RECORDS FOR THE TASK -
--- START ---

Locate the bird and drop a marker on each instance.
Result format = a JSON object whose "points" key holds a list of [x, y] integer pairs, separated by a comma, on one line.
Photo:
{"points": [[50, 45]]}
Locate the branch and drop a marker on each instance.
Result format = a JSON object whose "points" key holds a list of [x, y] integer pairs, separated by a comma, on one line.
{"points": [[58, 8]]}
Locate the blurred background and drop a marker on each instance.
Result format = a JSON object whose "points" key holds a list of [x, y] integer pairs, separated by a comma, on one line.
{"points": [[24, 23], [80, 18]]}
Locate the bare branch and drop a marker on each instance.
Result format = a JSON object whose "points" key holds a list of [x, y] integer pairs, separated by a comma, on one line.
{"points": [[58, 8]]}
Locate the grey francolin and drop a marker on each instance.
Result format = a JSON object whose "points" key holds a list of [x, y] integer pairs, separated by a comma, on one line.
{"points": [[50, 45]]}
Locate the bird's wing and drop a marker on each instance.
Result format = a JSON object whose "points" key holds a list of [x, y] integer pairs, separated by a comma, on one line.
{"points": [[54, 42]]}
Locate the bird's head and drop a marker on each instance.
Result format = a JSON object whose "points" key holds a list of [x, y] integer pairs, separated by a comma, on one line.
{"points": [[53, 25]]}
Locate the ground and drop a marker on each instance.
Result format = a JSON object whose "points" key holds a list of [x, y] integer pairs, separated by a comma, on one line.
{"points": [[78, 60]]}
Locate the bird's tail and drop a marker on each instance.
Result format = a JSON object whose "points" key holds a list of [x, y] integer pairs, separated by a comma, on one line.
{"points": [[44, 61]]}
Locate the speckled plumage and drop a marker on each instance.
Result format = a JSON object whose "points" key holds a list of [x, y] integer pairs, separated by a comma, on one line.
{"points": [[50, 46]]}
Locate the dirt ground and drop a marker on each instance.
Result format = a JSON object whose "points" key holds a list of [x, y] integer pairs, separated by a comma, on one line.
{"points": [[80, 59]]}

--- END ---

DESCRIPTION OF THE TASK -
Go through the listing above and copy each line that contains "branch".

RESPONSE -
Locate the branch and drop a marker on each instance.
Locate the bare branch and drop a marker on each instance.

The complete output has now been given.